* [Excerpted records]
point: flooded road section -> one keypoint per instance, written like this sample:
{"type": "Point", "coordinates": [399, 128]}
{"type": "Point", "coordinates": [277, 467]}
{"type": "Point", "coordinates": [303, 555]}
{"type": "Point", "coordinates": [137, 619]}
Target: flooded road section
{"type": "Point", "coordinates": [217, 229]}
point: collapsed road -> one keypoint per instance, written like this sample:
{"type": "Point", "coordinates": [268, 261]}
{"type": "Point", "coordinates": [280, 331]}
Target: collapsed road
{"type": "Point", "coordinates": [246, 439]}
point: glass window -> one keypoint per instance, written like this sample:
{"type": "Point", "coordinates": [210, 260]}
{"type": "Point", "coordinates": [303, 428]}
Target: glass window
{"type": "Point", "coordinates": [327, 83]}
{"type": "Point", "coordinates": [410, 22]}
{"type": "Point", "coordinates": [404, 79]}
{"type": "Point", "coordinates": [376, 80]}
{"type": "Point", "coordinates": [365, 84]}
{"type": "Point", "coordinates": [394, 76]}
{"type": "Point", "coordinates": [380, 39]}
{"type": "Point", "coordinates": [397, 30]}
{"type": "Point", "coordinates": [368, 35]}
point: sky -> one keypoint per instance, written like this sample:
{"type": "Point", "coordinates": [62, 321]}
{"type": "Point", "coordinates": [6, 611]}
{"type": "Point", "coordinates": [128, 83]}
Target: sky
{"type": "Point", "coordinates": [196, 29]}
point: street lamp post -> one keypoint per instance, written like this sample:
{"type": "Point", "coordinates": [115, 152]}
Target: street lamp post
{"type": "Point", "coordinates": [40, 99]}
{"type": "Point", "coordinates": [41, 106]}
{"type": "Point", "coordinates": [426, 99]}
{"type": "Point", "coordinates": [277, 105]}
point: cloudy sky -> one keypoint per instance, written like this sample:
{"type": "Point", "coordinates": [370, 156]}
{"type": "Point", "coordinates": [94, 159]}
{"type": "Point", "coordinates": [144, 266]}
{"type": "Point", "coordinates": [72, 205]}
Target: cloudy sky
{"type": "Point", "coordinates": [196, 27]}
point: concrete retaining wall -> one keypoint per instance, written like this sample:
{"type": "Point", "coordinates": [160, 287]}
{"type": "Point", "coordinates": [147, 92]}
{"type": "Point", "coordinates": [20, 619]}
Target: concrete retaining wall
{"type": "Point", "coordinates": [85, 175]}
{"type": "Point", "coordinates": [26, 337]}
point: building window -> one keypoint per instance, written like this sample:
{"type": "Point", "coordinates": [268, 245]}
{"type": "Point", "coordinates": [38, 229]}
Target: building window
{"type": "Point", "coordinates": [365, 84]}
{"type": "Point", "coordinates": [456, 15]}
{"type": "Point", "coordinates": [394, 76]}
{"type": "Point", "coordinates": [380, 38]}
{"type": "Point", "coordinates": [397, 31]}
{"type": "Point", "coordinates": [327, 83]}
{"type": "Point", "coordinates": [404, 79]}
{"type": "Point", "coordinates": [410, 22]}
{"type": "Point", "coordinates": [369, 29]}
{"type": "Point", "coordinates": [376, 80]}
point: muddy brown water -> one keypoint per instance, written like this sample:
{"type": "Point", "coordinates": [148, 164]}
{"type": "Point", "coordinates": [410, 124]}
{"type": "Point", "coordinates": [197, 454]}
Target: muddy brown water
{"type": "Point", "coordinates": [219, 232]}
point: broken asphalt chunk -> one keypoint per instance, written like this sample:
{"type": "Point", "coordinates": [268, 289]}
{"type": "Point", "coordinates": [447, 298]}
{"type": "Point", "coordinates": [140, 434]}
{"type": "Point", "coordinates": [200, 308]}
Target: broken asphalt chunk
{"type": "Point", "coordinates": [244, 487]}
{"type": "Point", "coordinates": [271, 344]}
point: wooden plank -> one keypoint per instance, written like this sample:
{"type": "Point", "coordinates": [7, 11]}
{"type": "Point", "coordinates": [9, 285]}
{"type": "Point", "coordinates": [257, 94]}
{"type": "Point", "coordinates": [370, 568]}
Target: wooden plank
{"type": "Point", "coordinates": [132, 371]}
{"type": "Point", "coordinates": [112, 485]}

* [Stated problem] Transcribe the entries from the line containing "point: wooden plank" through the last line of the entries, including both of those lines.

* [Solution below]
point: wooden plank -> one keypoint per instance, written like this sample:
{"type": "Point", "coordinates": [7, 11]}
{"type": "Point", "coordinates": [9, 285]}
{"type": "Point", "coordinates": [257, 94]}
{"type": "Point", "coordinates": [370, 568]}
Target: wooden plank
{"type": "Point", "coordinates": [132, 371]}
{"type": "Point", "coordinates": [112, 485]}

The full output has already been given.